▶ [Exercise material]
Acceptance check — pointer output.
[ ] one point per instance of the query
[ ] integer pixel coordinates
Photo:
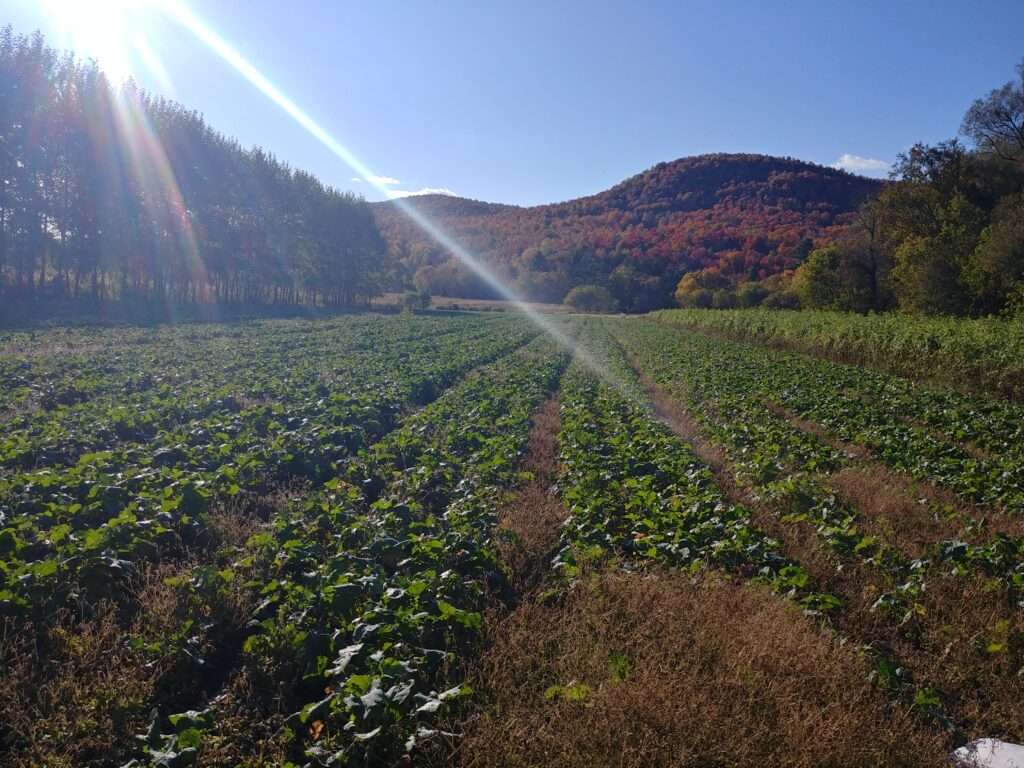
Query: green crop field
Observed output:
(301, 542)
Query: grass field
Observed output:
(441, 539)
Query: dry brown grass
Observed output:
(531, 519)
(676, 673)
(77, 692)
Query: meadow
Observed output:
(443, 539)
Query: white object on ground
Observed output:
(989, 753)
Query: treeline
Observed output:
(944, 237)
(109, 194)
(745, 216)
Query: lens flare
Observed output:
(184, 16)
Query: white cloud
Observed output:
(863, 166)
(392, 194)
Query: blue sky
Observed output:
(530, 102)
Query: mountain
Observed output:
(740, 214)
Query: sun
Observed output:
(109, 31)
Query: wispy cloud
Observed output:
(425, 190)
(863, 166)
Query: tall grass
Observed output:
(984, 355)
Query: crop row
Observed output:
(636, 491)
(372, 585)
(984, 354)
(728, 390)
(76, 530)
(725, 386)
(125, 395)
(865, 410)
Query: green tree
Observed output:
(995, 270)
(591, 299)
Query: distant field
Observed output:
(445, 302)
(342, 541)
(984, 354)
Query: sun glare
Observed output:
(108, 31)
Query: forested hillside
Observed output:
(112, 195)
(744, 215)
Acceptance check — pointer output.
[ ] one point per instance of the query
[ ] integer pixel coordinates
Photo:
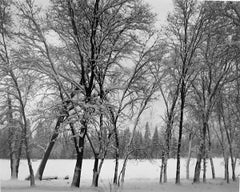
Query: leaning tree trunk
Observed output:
(177, 181)
(32, 179)
(47, 153)
(78, 166)
(115, 177)
(209, 153)
(189, 155)
(201, 154)
(226, 170)
(95, 172)
(162, 167)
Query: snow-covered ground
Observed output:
(140, 176)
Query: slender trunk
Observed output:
(177, 181)
(189, 155)
(47, 153)
(115, 178)
(95, 172)
(78, 166)
(13, 165)
(212, 168)
(209, 153)
(15, 148)
(162, 165)
(165, 170)
(226, 170)
(32, 179)
(204, 167)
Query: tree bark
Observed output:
(189, 155)
(115, 177)
(78, 166)
(95, 172)
(201, 154)
(162, 167)
(209, 153)
(226, 170)
(47, 153)
(180, 131)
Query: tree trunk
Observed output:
(212, 168)
(78, 166)
(162, 165)
(180, 132)
(15, 148)
(115, 178)
(32, 179)
(47, 153)
(189, 155)
(201, 154)
(204, 167)
(209, 153)
(95, 172)
(226, 170)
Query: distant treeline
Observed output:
(148, 144)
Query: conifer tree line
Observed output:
(77, 77)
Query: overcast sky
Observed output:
(160, 7)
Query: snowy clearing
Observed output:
(140, 176)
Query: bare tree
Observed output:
(185, 31)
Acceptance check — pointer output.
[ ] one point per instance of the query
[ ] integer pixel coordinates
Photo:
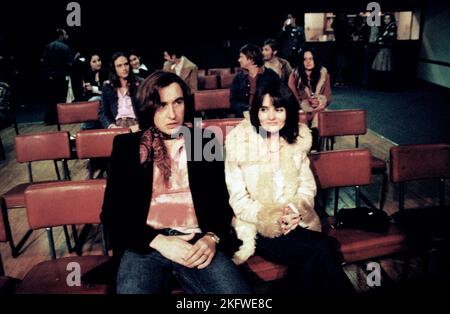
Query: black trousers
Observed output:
(56, 92)
(314, 263)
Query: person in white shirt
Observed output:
(177, 63)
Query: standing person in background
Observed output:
(118, 105)
(245, 83)
(56, 61)
(271, 60)
(137, 66)
(382, 64)
(94, 77)
(291, 39)
(310, 84)
(177, 63)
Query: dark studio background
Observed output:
(210, 31)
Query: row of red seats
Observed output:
(79, 202)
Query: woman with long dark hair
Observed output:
(118, 107)
(272, 191)
(310, 84)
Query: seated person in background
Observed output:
(118, 105)
(93, 78)
(310, 84)
(139, 69)
(177, 63)
(161, 212)
(272, 61)
(272, 193)
(245, 83)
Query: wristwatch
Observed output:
(214, 237)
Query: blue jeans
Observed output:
(150, 273)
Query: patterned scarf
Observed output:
(152, 146)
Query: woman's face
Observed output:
(308, 60)
(135, 62)
(122, 67)
(272, 119)
(95, 63)
(170, 115)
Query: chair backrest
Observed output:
(221, 127)
(226, 79)
(97, 143)
(342, 122)
(77, 112)
(3, 237)
(206, 82)
(303, 117)
(341, 168)
(64, 203)
(219, 71)
(423, 161)
(212, 99)
(42, 146)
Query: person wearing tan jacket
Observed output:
(272, 189)
(177, 63)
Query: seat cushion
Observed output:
(15, 196)
(357, 245)
(7, 285)
(264, 269)
(49, 277)
(378, 165)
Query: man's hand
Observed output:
(174, 248)
(201, 253)
(134, 128)
(289, 220)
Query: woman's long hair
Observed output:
(315, 74)
(114, 79)
(281, 96)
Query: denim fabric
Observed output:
(314, 266)
(150, 273)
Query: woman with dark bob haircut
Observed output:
(161, 212)
(272, 191)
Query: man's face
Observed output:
(170, 115)
(244, 62)
(268, 53)
(135, 62)
(166, 56)
(122, 67)
(308, 60)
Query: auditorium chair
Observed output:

▶ [Problem statement] Return exactly, and only, the line containing "Query: patterned scarf" and every line after it through the end of the material.

▶ [Solution]
Query: patterned scarf
Observed output:
(152, 146)
Query: woman's face
Observed output:
(308, 60)
(135, 62)
(122, 67)
(272, 119)
(95, 63)
(170, 115)
Query: chair backrest
Observed output:
(221, 127)
(226, 79)
(97, 143)
(342, 122)
(77, 112)
(3, 237)
(206, 82)
(303, 117)
(341, 168)
(64, 203)
(219, 71)
(423, 161)
(212, 99)
(42, 146)
Query: person wearing tan jacket
Observed output:
(272, 189)
(177, 63)
Query: seat cushion
Observed output:
(15, 196)
(357, 245)
(7, 285)
(264, 269)
(49, 277)
(378, 165)
Query: man's hand
Observed output:
(174, 248)
(201, 253)
(134, 128)
(289, 220)
Query: woman's long hair
Observed output:
(315, 74)
(114, 79)
(281, 96)
Query: denim fabric
Observed output:
(314, 266)
(150, 273)
Query: woman with dark bob haircut
Observed output:
(161, 212)
(272, 191)
Query: man's face
Observed output:
(170, 115)
(244, 62)
(268, 53)
(135, 62)
(166, 56)
(122, 67)
(308, 60)
Query: auditorium chair
Observed output:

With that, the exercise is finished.